*Given passage*:

Such far-reaching multi-omics studies are massive undertakings that require a variety of different techniques. Aristilde leads one of few labs that does carry out such comprehensive studies. Through their work, the team discovered that the Comamonas bacteria first break down the ring of carbons in each compound. After breaking open the ring into a linear structure, the bacteria then continue to degrade it into shorter fragments.

“We started with a plastic or lignin compound that has seven or eight carbons linked together through a core six-carbon circular shape forming the so-called benzene ring,” Aristilde explained. “Then, they break that apart into shorter chains that have three or four carbons. In the process, the bacteria feed those broken-down products into their natural metabolism, so they can make amino acids or DNA to help them grow.”

Aristilde commented to GEN, “… plastics are polymers, which consist of a chain of monomers. Upon the breakdown of the plastics, the bacterium is making use of the monomers (i.e., the breakdown products) derived from the plastic polymer. Our study is focused on the metabolism of the breakdown products from the plastics. As we highlighted in the paper, several subsequent products (i.e., metabolites) in the metabolic network are known valuable chemicals of commercial value.”

The team’s analyses also showed that C. testosteroni can direct carbon through different metabolic routes. “Transcription-level regulation controls initial catabolism and cleavage, but metabolite-level thermodynamic regulation governs fluxes in central carbon metabolism,” the investigators wrote. “We found that the metabolism of C. testosteroni is regulated on different levels, and those levels are integrated,” Aristilde said. “The power of microbiology is amazing and could play an important role in establishing a circular economy.”

These different metabolic routes could lead to useful byproducts that might feasibly be used for industrially relevant polymers such as plastics. So while other researchers have worked to engineer bacteria that can breakdown plastic waste, Aristilde believes bacteria with natural abilities to digest plastics hold more promise for large-scale recycling applications.

The team is currently working on a project investigating the metabolism that triggers polymer biosynthesis. “New insights were obtained on the regulatory mechanisms during aromatic carbon utilization that involve complex relationships between transcript expression, protein abundance, metabolite levels, and metabolic fluxes,” the scientists stated. “… These new multi-omics perspectives combined with targeted 13C mapping of specific metabolic nodes present a framework of guiding principles to exploit metabolic reactions for aromatic carbon catabolism in C. testosteroni and other bacterial specialists of biotechnological relevance.”

*Supplied material*:
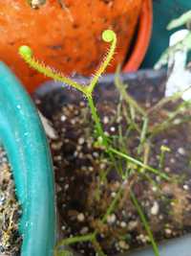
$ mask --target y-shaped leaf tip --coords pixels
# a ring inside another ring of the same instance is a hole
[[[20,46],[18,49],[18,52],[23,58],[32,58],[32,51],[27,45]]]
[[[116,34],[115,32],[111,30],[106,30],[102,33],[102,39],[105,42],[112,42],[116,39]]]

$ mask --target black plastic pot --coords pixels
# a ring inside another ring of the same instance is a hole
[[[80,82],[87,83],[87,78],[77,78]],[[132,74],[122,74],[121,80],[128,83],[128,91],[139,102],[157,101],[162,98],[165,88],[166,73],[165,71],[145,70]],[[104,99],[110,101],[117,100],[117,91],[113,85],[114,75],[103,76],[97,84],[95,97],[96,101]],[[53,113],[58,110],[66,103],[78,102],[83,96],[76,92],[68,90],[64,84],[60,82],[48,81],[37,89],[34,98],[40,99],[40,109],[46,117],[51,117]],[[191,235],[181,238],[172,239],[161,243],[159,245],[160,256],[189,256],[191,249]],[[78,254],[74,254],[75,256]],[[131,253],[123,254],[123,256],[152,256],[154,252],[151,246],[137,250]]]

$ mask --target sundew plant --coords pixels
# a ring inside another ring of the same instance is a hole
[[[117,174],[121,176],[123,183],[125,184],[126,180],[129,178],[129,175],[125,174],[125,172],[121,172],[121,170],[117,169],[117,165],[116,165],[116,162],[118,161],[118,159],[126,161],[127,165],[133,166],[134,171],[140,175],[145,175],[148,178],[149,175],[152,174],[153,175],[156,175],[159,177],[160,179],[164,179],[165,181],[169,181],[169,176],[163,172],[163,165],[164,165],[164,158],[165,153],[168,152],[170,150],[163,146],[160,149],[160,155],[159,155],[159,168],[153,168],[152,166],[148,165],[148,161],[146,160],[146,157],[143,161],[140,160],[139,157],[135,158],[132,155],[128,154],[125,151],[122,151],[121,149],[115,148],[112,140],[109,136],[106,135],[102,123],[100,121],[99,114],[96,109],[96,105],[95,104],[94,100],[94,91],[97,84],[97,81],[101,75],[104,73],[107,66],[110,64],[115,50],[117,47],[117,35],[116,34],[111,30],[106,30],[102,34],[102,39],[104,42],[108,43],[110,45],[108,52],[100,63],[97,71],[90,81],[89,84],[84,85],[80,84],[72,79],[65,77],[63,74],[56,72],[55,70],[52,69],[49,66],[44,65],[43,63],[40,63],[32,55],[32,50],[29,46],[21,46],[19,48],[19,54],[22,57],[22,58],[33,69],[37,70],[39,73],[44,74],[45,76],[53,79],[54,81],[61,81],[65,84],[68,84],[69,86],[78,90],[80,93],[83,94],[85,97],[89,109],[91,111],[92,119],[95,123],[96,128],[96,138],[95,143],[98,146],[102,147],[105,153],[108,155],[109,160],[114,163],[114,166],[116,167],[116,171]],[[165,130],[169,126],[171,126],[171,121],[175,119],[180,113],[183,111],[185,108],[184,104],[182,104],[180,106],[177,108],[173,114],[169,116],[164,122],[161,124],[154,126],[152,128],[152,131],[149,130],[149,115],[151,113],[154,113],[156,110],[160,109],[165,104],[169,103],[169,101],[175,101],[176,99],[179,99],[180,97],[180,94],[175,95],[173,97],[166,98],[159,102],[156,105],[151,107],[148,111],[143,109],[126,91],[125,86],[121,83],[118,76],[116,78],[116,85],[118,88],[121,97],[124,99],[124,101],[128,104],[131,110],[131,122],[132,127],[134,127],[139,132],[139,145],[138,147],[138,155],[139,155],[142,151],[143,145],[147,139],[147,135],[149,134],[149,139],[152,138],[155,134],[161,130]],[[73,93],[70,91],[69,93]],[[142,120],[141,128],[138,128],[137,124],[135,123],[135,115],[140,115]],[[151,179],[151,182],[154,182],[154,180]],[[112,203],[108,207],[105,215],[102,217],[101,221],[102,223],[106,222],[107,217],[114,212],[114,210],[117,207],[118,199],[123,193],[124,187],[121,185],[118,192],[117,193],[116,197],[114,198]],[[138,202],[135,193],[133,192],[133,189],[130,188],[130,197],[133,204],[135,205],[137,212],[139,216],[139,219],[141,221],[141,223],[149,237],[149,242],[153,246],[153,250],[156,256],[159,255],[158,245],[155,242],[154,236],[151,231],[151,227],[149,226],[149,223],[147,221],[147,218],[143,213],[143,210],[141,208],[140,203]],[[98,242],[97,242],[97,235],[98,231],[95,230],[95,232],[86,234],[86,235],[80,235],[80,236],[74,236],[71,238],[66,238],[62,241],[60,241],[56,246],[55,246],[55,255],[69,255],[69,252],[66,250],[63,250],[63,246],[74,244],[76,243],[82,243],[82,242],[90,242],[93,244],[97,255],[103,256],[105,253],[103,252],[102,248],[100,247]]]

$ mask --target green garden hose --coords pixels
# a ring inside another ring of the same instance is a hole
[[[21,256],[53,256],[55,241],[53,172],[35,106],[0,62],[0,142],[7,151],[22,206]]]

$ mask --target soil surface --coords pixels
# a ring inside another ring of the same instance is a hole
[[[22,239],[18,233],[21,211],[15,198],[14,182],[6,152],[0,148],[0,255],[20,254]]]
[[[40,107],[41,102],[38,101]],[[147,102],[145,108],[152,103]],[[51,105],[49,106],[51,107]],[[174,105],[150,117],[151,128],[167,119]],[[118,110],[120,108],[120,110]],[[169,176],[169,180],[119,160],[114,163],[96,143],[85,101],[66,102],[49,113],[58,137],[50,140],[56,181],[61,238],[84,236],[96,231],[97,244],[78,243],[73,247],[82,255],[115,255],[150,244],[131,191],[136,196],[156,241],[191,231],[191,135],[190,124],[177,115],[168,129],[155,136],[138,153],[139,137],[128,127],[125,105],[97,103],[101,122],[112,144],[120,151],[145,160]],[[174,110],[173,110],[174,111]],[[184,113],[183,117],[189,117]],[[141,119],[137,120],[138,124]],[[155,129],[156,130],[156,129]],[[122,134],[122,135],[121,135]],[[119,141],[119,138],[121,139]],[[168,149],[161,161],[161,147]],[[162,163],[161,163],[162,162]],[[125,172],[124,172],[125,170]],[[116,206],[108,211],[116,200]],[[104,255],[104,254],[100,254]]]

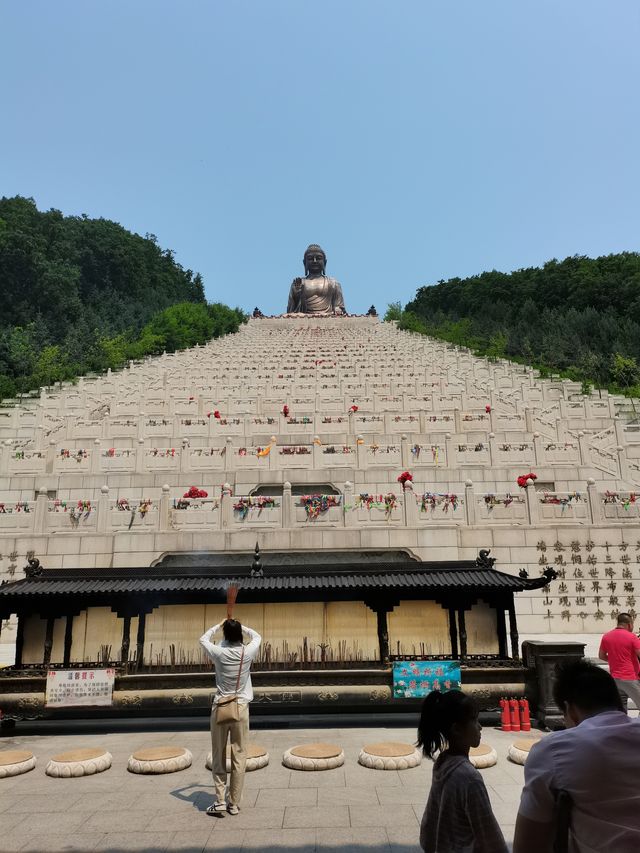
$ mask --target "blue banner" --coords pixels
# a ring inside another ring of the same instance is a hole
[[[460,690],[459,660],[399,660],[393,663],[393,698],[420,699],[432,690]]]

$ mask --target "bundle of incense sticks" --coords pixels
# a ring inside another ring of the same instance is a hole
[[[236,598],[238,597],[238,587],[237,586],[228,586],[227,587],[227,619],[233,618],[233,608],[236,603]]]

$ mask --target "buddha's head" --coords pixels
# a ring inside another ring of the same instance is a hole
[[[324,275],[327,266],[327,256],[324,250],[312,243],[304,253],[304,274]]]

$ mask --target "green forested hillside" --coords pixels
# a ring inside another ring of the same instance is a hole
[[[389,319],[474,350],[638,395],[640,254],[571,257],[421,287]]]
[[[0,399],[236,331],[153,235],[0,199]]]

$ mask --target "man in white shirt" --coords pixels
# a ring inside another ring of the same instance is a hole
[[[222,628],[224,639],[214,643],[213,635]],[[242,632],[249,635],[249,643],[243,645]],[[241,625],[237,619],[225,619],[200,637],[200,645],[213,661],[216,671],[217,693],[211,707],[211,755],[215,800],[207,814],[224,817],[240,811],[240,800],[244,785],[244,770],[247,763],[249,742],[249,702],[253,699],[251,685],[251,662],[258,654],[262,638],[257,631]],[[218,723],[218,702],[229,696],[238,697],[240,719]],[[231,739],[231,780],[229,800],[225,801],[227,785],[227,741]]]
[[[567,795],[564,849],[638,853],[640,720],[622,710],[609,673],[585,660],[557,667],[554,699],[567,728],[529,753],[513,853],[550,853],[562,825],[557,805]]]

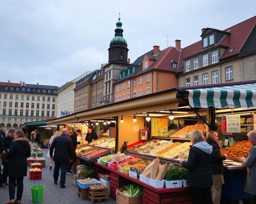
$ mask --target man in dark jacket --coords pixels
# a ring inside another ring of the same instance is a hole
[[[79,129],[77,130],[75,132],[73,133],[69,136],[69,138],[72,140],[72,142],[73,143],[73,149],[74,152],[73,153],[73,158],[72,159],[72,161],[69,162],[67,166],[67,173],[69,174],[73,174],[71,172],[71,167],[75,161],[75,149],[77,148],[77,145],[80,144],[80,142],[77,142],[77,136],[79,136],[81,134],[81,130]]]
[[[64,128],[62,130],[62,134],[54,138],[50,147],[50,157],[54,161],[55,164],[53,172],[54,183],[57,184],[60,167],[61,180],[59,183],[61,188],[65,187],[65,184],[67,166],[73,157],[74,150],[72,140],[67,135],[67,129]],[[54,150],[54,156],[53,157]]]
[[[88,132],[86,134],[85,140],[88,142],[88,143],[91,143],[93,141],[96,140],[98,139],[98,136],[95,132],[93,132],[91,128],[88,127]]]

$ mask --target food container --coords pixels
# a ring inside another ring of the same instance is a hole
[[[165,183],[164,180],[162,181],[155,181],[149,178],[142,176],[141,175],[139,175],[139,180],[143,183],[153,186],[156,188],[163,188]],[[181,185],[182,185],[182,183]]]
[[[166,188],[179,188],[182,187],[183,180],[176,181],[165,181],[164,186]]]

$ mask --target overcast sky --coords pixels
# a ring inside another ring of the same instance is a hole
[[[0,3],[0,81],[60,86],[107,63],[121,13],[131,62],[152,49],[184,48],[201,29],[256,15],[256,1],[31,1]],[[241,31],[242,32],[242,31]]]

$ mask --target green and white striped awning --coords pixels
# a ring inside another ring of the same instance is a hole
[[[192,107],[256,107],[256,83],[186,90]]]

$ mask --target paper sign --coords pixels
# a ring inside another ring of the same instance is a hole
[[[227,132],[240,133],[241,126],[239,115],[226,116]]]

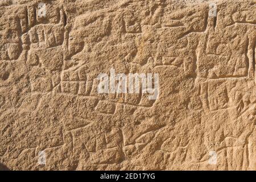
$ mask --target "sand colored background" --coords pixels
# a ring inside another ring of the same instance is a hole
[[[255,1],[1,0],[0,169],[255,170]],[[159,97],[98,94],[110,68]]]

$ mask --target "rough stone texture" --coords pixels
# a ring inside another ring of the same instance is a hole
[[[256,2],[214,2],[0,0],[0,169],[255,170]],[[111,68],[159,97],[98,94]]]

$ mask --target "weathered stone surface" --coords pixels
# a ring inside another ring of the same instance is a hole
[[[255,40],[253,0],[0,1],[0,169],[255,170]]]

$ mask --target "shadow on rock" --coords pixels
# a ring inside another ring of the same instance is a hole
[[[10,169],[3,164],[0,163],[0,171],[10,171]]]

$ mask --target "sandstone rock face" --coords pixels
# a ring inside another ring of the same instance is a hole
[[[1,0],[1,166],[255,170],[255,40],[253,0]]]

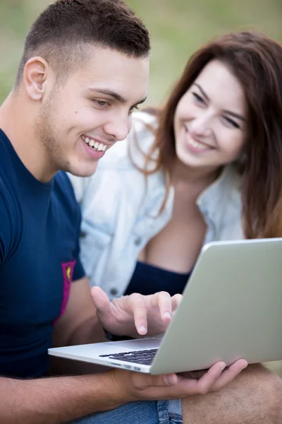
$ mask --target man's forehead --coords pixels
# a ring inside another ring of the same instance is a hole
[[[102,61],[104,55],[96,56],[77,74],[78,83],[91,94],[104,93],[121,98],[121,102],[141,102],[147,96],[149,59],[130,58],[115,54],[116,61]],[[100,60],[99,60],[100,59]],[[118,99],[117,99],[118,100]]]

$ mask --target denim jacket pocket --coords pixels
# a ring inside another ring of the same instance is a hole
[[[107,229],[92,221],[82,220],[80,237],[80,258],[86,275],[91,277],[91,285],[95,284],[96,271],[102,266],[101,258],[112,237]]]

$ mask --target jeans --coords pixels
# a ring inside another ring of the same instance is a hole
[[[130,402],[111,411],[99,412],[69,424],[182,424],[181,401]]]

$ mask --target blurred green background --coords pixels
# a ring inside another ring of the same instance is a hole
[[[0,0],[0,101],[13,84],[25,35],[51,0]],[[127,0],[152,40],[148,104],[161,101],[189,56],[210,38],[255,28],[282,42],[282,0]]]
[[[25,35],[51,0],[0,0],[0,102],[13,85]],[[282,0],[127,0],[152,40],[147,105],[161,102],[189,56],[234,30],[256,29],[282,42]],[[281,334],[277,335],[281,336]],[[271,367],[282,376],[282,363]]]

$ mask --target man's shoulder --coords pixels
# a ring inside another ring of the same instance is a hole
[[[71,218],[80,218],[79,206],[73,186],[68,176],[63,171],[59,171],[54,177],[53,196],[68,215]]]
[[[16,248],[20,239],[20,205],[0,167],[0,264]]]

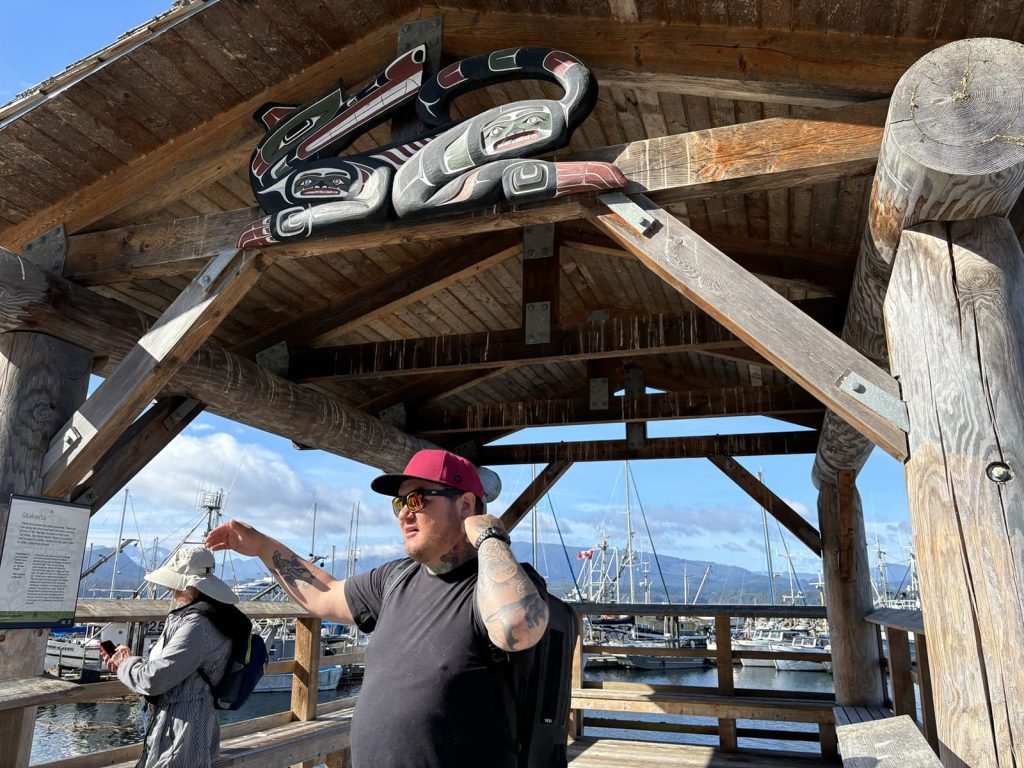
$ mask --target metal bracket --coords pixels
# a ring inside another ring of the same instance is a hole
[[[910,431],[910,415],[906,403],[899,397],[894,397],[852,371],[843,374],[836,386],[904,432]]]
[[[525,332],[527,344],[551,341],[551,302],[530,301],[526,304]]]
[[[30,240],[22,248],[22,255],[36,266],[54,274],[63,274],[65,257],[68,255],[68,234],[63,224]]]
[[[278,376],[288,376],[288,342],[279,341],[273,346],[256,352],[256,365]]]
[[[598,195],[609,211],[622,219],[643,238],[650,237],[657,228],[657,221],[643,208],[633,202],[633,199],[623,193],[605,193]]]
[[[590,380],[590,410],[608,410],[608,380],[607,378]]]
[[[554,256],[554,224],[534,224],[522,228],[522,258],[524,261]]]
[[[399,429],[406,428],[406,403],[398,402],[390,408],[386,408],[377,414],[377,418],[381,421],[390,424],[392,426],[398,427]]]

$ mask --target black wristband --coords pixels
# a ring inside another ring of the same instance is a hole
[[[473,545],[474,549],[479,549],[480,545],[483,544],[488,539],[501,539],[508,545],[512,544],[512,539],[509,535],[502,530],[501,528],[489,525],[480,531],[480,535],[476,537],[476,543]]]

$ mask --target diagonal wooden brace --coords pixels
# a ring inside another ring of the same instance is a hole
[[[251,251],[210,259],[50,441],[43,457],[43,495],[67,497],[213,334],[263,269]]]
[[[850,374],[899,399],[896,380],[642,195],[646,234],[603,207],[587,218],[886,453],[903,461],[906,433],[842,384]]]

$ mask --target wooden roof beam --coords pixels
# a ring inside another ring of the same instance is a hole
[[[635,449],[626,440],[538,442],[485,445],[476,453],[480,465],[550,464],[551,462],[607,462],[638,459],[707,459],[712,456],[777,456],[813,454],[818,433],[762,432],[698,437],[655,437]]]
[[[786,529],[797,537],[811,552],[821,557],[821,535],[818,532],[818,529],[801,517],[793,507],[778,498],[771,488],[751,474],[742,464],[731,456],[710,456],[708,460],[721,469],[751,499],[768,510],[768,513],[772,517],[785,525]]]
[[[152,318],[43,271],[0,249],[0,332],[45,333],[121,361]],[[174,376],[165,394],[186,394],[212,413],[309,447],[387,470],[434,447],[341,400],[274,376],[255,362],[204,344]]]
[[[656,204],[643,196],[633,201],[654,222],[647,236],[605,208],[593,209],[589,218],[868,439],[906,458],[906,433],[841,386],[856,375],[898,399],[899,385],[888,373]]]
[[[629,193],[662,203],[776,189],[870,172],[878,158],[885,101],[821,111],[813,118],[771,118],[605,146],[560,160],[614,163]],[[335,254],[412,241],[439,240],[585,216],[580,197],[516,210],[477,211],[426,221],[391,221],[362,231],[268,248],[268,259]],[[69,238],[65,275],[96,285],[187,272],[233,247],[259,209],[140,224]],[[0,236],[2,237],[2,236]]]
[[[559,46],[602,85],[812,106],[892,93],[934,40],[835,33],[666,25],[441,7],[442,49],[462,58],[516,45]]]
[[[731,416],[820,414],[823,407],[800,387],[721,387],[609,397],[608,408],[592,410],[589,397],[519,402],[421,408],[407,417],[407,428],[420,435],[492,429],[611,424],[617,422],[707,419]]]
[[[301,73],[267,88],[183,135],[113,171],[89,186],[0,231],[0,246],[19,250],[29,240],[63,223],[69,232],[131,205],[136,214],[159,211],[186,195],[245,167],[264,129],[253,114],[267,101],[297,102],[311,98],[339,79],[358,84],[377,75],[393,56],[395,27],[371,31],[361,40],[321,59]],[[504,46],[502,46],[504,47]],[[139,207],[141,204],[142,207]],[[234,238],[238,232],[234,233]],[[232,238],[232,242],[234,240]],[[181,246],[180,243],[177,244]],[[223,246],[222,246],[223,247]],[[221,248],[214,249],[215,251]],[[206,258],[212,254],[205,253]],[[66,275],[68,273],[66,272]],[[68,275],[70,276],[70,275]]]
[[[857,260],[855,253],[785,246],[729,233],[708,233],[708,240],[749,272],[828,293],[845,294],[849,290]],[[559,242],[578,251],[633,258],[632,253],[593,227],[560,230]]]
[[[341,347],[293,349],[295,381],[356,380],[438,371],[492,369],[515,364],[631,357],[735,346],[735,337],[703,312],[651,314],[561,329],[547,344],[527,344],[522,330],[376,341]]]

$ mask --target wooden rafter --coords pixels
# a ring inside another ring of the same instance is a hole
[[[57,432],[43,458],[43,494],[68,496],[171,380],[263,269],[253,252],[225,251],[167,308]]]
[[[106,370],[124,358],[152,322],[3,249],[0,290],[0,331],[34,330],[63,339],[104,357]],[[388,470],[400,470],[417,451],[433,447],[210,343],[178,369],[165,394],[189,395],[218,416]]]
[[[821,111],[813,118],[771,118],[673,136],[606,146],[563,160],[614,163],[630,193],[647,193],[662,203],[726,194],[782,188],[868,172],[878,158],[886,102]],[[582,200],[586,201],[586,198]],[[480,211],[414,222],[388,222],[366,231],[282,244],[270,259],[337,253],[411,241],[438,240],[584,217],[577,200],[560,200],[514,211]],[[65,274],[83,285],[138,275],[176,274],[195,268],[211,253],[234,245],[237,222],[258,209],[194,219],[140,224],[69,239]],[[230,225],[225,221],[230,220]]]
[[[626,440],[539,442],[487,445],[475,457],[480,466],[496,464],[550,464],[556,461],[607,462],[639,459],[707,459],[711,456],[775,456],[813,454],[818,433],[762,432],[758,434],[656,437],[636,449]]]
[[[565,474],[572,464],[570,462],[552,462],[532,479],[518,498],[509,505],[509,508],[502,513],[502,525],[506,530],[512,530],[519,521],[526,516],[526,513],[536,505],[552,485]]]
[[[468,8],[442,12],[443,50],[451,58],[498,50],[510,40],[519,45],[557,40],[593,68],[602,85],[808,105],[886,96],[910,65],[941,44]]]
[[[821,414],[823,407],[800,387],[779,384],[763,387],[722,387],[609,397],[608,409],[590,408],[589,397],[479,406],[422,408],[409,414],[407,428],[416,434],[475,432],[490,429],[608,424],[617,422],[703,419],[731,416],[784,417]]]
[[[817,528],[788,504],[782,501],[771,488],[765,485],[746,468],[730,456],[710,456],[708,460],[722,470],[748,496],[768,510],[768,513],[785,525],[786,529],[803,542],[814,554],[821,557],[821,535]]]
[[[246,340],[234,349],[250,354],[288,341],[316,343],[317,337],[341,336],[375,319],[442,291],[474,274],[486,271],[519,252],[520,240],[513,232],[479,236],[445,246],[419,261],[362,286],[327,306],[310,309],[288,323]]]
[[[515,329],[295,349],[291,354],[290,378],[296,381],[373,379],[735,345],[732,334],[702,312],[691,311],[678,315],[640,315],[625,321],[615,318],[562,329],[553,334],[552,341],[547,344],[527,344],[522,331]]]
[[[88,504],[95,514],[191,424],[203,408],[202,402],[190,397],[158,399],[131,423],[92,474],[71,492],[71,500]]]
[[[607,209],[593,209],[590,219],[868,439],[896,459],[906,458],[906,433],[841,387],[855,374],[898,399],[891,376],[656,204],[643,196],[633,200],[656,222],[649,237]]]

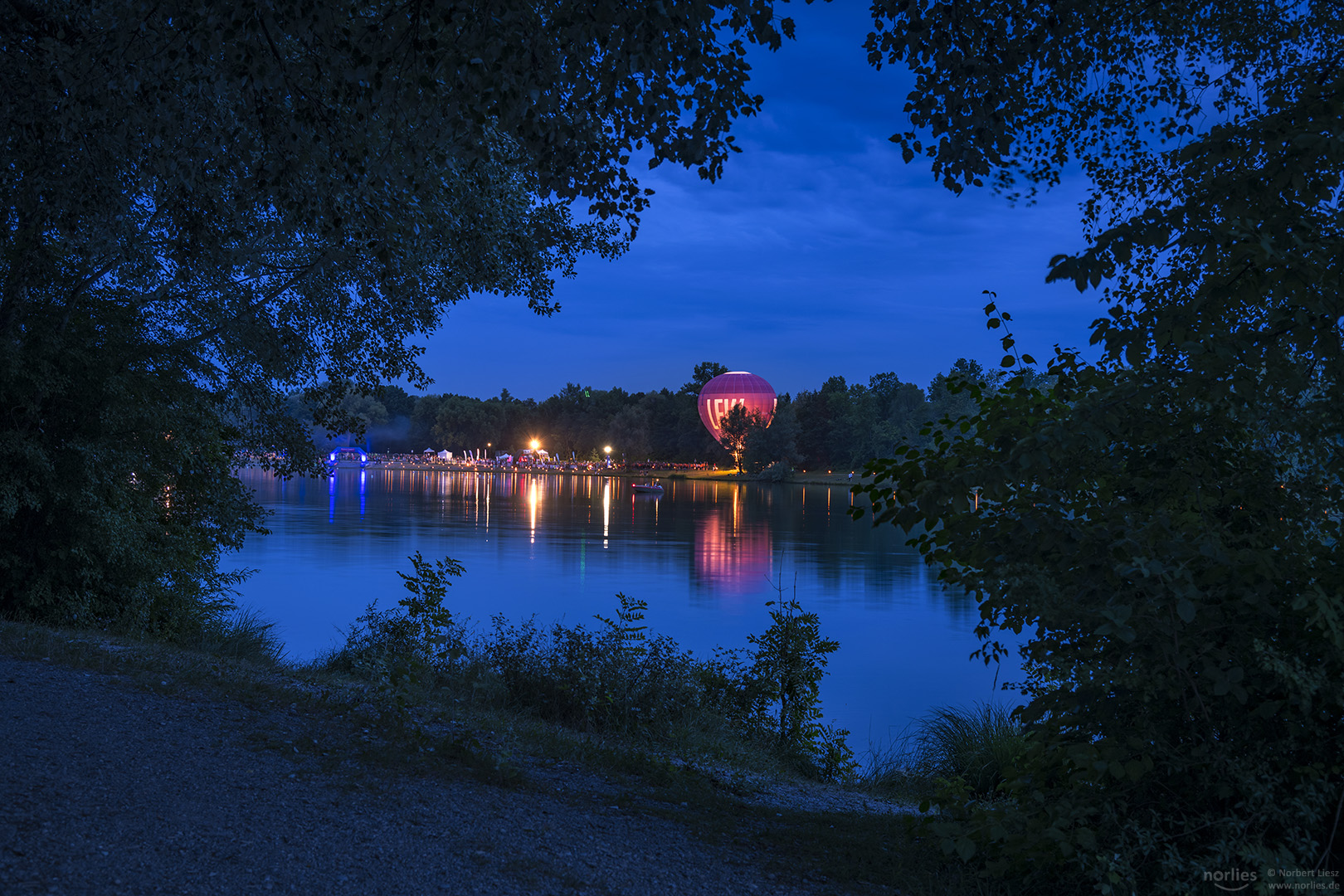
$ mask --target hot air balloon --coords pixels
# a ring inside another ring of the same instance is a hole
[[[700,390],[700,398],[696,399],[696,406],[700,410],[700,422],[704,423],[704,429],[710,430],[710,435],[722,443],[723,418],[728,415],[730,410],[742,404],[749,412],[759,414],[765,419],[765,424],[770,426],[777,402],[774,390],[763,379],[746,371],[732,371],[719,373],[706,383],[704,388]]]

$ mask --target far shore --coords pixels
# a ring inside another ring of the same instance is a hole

*Task item A*: In the passage on plastic-digesting bacteria, why do the bacteria feed the broken-down products into their natural metabolism? Answer in one to three sentences.
*Task item B*: Summarize the passage on plastic-digesting bacteria in two sentences.
*Task item C*: Return everything in the passage on plastic-digesting bacteria from "Such far-reaching multi-omics" down to "into shorter fragments.".

*Response A*: The bacteria feed the broken-down products into their natural metabolism so they can make amino acids or DNA to help them grow.

*Response B*: Aristilde's team found that Comamonas bacteria first break open the benzene ring of plastic or lignin compounds and then degrade the resulting linear chains into shorter fragments that feed their metabolism. The analyses also showed that C. testosteroni can direct carbon through different metabolic routes regulated on integrated levels, and Aristilde believes bacteria with natural abilities to digest plastics hold more promise for large-scale recycling than engineered ones.

*Response C*:
Such far-reaching multi-omics studies are massive undertakings that require a variety of different techniques. Aristilde leads one of few labs that does carry out such comprehensive studies. Through their work, the team discovered that the Comamonas bacteria first break down the ring of carbons in each compound. After breaking open the ring into a linear structure, the bacteria then continue to degrade it into shorter fragments.